Task instructions:
1. In the passage about Walter Cronkite, reproduce the text from "UP was the first" up to and including "remedied at once.", substituting "group" for "gaggle".
2. List every four-digit year mentioned in the passage about Walter Cronkite.
3. According to the passage about Walter Cronkite, how old was Drew Middleton when he wrote his London report for the Associated Press?

What a dramatic radio bulletin for Cronkite to hear on the radio. Murrow’s edgy broadcast was immediately imbued for Cronkite with the old atmosphere of democratic optimism—the same stiffening of the spine that his father had felt when President Wilson had declared war on Germany back in 1917. AP’s report from London that same August 24 appeared in print, and was just as immediate. Drew Middleton, a twenty-six-year-old New Yorker, wrote for the Associated Press:
Off to the east, searchlights poked up through the sky. We could hear the German plane, but couldn’t see it. We stood there. Presently a woman walked past. Tragic-eyed, dressed in nightclothes and a man’s old greatcoat, she clutched a baby to her breast. There was silence while she passed. The men’s faces reflected only a sober, fierce anger. A man came pounding up the street bawling, ‘Stretcher party! Stretcher!’ His cries soon brought four men carrying stretchers. One of the stretcher-bearers was immaculately clad in evening dress. In a few minutes they trudged past in the opposite direction, their stretchers occupied. A limp arm dangled from one.
Middleton’s talent for the telling detail was as good as Murrow’s, but the AP print journalist, even in a feature story like this, had to relate dramatic incidents in order to retain the interest of a reader. Middleton could not have made news of a red double-decker bus rumbling past Trafalgar Square as Murrow had. Murrow’s bold reporting was what had Americans talking at the diners and churches that summer and fall. “There was an awful lot of clatter of showmanship in radio broadcasting,” Cronkite explained in a 1973 Playboy interview. “The telegraphic ticker, the Walter Winchell approach, and a lot of the deep-voice announcer types, reading copy prepared by someone else. Ed [Murrow] squared that away pretty quickly by setting a tremendous example, fighting for the truth, honesty, integrity, and all the proper things. What we owe Ed is just absolutely immense.”
United Press was operating a London bureau in 1940, in the News of the World Building just off Fleet Street. When German bombers struck London again in October, swooping right past Parliament at only four thousand feet in altitude, UP reporter Wallace Carroll was on duty. He logged detailed stories that Cronkite read over the wire machine in Kansas City. Cronkite was a long way removed from the London air-raid sirens that Murrow, Middleton, and Carroll experienced that fall. While life with Betsy was wholesome, he itched for more exciting assignments than Chamber of Commerce meetings and Missouri murder whodunits.
But by the fall of 1941 everything had started to unravel for Cronkite. Betsy, for starters, suffered a terrible career disappointment in October, when the Journal-Post was sold (the paper would cease publication entirely in March 1942) and she lost her job. Their shoestring budget was now missing a shoe. After the Japanese attacked Pearl Harbor on December 7, wiping out half of America’s Pacific fleet, the Cronkites knew their world had changed.
UP was the first to report the surprise Japanese attack. The next afternoon, Walter, Betsy, and a gaggle of their journalist friends gathered around the big-box radio as FDR declared war on the Japanese Empire, saying the day of the strike on Pearl Harbor would “live in infamy.” And so it did. Incredibly, by December, Germany had conquered most of Europe, even dealing Great Britain a crippling defeat at the battle of Dunkirk. Decades later, Cronkite, in a long National Public Radio interview, recalled how frustrated he was that when FDR declared war on Japan and Germany, UP had him working stateside in Missouri. “It was,” he said, “a long year of waiting.” What most concerned Cronkite was that the Japanese Mitsubishi Zero, or Zeke, fighters in the South Pacific traveled higher and farther than any comparable aircraft in the U.S. arsenal, a deficiency that needed to be remedied at once.

Shape labeling records:

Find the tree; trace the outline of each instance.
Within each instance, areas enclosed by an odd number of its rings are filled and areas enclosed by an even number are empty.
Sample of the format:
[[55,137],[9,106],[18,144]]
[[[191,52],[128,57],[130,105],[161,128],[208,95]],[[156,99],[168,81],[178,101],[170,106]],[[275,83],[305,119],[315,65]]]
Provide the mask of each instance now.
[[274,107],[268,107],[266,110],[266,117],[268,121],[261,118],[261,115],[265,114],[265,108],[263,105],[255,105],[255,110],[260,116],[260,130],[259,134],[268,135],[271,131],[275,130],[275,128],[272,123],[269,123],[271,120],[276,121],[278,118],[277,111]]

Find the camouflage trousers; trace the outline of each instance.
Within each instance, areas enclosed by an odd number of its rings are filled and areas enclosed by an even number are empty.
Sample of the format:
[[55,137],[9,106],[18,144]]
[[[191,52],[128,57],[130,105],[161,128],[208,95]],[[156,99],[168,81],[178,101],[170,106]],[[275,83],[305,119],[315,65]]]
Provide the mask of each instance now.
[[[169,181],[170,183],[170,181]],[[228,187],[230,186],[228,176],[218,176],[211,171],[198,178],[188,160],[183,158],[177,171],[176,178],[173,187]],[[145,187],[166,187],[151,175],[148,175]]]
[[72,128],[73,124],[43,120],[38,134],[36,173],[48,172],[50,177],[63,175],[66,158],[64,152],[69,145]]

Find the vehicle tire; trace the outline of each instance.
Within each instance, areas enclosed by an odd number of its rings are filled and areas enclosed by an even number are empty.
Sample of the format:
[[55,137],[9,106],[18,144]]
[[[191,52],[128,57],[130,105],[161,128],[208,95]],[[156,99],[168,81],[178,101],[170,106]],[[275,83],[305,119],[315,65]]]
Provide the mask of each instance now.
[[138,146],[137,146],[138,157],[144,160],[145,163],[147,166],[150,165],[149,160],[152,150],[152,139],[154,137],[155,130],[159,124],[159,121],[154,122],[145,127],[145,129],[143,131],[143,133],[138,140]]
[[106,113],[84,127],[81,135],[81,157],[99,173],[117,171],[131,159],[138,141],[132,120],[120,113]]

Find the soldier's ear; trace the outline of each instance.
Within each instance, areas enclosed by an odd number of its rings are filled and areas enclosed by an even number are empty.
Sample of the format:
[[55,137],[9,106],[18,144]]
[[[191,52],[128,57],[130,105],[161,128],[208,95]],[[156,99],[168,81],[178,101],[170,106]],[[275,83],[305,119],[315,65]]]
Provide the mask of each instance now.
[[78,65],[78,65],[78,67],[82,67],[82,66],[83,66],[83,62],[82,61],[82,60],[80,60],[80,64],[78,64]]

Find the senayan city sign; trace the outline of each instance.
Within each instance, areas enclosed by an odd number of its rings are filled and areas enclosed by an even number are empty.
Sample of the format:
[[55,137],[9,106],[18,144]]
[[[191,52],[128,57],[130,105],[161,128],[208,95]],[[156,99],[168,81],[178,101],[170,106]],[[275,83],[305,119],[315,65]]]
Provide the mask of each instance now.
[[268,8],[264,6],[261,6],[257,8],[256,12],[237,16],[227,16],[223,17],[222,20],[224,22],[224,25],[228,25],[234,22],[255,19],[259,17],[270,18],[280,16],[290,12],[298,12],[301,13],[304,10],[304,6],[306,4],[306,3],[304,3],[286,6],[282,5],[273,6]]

Replies:
1.
UP was the first to report the surprise Japanese attack. The next afternoon, Walter, Betsy, and a group of their journalist friends gathered around the big-box radio as FDR declared war on the Japanese Empire, saying the day of the strike on Pearl Harbor would “live in infamy.” And so it did. Incredibly, by December, Germany had conquered most of Europe, even dealing Great Britain a crippling defeat at the battle of Dunkirk. Decades later, Cronkite, in a long National Public Radio interview, recalled how frustrated he was that when FDR declared war on Japan and Germany, UP had him working stateside in Missouri. “It was,” he said, “a long year of waiting.” What most concerned Cronkite was that the Japanese Mitsubishi Zero, or Zeke, fighters in the South Pacific traveled higher and farther than any comparable aircraft in the U.S. arsenal, a deficiency that needed to be remedied at once.

2. 1917, 1940, 1941, 1942, 1973

3. He was twenty-six years old.